Data extracted from a collection
□ □ □ □ □
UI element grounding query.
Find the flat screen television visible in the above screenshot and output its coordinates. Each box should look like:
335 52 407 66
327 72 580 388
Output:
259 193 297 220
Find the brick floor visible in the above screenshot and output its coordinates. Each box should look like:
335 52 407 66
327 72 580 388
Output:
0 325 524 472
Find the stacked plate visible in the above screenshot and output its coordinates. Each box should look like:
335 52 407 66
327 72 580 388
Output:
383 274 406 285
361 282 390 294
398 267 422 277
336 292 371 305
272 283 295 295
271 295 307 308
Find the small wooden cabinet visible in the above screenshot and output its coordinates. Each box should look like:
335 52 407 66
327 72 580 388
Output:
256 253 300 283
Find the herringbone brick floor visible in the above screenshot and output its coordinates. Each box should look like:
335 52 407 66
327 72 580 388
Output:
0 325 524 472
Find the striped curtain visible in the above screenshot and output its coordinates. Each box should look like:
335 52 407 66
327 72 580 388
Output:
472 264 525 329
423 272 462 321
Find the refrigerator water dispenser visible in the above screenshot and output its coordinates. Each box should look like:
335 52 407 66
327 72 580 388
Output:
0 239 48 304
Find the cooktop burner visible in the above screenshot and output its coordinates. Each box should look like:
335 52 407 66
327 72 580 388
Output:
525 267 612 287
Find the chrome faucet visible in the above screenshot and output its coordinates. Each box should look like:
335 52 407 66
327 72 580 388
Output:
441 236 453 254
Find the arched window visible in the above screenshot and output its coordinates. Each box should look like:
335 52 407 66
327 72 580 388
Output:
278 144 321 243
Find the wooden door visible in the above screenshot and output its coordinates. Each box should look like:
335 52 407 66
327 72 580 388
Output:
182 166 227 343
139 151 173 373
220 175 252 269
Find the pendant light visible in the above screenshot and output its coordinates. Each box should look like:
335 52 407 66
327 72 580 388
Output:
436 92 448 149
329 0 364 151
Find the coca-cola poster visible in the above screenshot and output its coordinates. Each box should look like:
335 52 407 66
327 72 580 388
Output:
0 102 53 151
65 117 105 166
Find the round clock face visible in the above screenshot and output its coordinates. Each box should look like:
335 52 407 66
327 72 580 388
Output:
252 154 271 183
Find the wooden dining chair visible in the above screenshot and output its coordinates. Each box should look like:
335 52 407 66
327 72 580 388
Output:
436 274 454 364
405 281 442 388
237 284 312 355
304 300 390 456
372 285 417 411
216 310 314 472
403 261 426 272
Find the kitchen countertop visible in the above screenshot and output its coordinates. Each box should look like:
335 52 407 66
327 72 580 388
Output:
□ □ □ □ □
• _To be done_
Quote all of the lines above word for word, without changing anything.

• _Answer_
UI element grounding query.
Find the flat screen television visible in the above screenshot and output its coordinates. Each box should look like:
335 52 407 66
327 72 580 388
Output:
259 193 297 220
Find the brick floor visible in the above screenshot and output its coordinates. Each box should look like:
335 52 407 66
327 72 580 388
Output:
0 325 524 472
Find the stacked plate visible in the above screenshot and output its coordinates. Each box should look like:
335 52 407 66
327 72 580 388
Output:
383 274 406 285
361 282 390 294
398 267 422 277
336 292 371 305
272 283 295 295
271 295 307 308
Find the small wooden cabinet visible in the above screenshot and output its coordinates. Each box should look like:
335 52 407 66
327 72 580 388
Output:
256 253 300 283
Find the herringbone brick floor visible in the above screenshot and output its coordinates. Each box should look like:
335 52 407 66
327 72 580 388
Output:
0 325 524 472
Find the striped curtain visible in the above screenshot and output its coordinates. Each box should look like:
335 52 407 66
327 72 580 388
Output:
472 264 525 329
423 272 462 321
Find the refrigerator water dispenser visible in the above screenshot and output its coordinates. Each box should look like:
335 52 407 66
327 72 580 388
Output:
0 239 48 304
Find the cooktop burner visible in the above screenshot and output its coordinates. Each box should look like:
335 52 407 66
327 72 580 388
Output:
525 267 612 287
Find the chrome faucet visible in the above screenshot and output its coordinates. Each box should look like:
335 52 407 66
327 72 580 388
Output:
441 236 453 254
Find the arched window visible in the above screenshot and output its coordinates. Each box should look like:
335 52 407 66
327 72 580 388
Output:
278 144 321 243
Find the wooden door visible in the above screenshot and output its coordinates. Each box should look like:
335 52 407 66
327 72 580 388
Output:
182 166 227 343
139 151 173 373
220 175 252 269
Find the pendant light visible in the above screenshot and output its coordinates. Each box should look like:
335 52 407 66
327 72 580 388
Output:
436 92 448 149
329 0 364 151
Find the coca-cola poster visible in the above screenshot and output its coordinates. Each box should look like:
335 52 407 66
327 72 580 388
Output:
0 102 53 151
65 117 105 166
Find the round clock face visible in the above screenshot and output its coordinates. Each box should look like:
335 52 407 66
327 72 580 388
Output:
252 154 271 183
Find the wooden dining chair visible in the above screenshot and output its coordinates. Each box should look like:
335 52 407 66
327 72 580 388
Output:
436 274 454 364
405 281 442 388
237 284 312 355
304 300 390 456
372 285 417 411
216 310 314 472
403 261 426 272
Find the kitchen countertop visible in the above screenshot and output its coordinates. Each box should look like:
335 52 407 66
327 72 580 388
Output:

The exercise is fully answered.